=== Section Start ===

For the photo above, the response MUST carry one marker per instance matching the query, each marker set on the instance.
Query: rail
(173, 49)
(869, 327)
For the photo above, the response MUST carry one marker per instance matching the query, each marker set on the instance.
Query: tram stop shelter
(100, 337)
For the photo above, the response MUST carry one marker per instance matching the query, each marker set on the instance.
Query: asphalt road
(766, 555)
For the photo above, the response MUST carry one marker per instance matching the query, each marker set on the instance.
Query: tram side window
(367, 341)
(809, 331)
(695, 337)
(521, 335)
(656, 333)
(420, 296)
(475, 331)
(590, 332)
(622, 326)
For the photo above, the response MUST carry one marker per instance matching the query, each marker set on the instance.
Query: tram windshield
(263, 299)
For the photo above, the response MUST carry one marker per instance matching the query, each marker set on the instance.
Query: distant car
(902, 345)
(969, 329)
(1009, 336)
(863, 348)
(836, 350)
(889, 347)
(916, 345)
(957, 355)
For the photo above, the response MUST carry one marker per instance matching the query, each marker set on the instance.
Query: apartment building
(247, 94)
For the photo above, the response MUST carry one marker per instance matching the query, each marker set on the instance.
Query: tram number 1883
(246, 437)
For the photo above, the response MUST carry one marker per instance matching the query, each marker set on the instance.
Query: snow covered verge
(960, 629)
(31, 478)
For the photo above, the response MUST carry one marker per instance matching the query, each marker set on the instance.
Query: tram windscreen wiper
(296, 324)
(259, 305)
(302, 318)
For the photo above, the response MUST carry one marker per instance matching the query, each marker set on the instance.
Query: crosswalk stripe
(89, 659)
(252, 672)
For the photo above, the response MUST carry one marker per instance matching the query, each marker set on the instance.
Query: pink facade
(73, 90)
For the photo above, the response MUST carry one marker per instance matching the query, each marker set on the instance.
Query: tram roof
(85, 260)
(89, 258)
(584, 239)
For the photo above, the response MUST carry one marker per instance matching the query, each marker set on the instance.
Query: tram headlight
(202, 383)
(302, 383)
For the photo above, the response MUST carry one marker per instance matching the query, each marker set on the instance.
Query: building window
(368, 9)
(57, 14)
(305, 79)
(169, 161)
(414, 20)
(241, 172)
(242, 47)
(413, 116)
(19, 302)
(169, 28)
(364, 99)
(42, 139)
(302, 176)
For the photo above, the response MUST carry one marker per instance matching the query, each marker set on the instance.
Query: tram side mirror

=== Section End ===

What the task asks.
Each record must be copied out exactly and in full.

Answer to the problem.
For the photo above, the response MUST carry one marker per instance matching the query, each marker set on the instance.
Query: rail
(173, 49)
(869, 327)
For the photo above, the response MUST carry one marker per instance matching the query, each marker set on the instance.
Query: tram stop shelter
(100, 337)
For the photo above, the response MUST carry one marker per instance matching the query, each marker set on the instance.
Query: asphalt road
(766, 555)
For the photo above, the response MUST carry one marker per instance matching the query, each marker set on the instance.
Query: tram side window
(367, 341)
(809, 331)
(695, 337)
(521, 335)
(656, 333)
(420, 296)
(475, 331)
(590, 332)
(622, 326)
For the photo above, the response MUST carry one marker per instance matching the query, each marker set on the instance.
Query: tram windshield
(263, 299)
For the photo above, the response MUST carry one marker per instance matching the query, each marker set on the instance.
Query: distant car
(902, 345)
(969, 329)
(1009, 336)
(863, 348)
(836, 350)
(889, 347)
(916, 345)
(957, 355)
For the photo above, the response MUST carry one marker per instance matching the query, each marker set on the instance.
Query: apartment building
(247, 94)
For the photo above, the response MUST carry one marker per instance matching the query, each marker set on the instance.
Query: tram number 1883
(246, 437)
For the photo above, the response MUST carry one marker per instance matching the query, each marker set on the instance.
Query: snow covered verge
(960, 629)
(31, 478)
For the photo above, the response MUST carry one marker per instance matching the query, each marker set on the instance.
Query: tram windscreen wiper
(296, 324)
(259, 305)
(302, 318)
For the photo above, the response MUST carry one marker per instance matching the query, each marker set on the instance.
Query: crosswalk stripe
(89, 659)
(252, 672)
For the photo above, the response MUST carry one marker per instance matching the query, each marker set on the instance.
Query: pink facade
(73, 90)
For the photo above, the response MUST carry one marker per instance matching the query, each marker set on the instance.
Query: tram roof
(85, 260)
(89, 258)
(584, 239)
For the photo above, the response MUST carry one marker per instance matching the query, each marker set on the instance.
Query: tram headlight
(202, 383)
(302, 383)
For the photo above, the response MUST carry one marker per instance matching the query, each marker set on the instance.
Query: building window
(368, 9)
(57, 14)
(305, 79)
(169, 161)
(414, 20)
(241, 172)
(242, 47)
(413, 116)
(19, 302)
(169, 28)
(364, 99)
(42, 139)
(302, 176)
For the photo above, the response MUST carry one marker per instance matching the query, each marker set on the instance.
Query: tram side mirror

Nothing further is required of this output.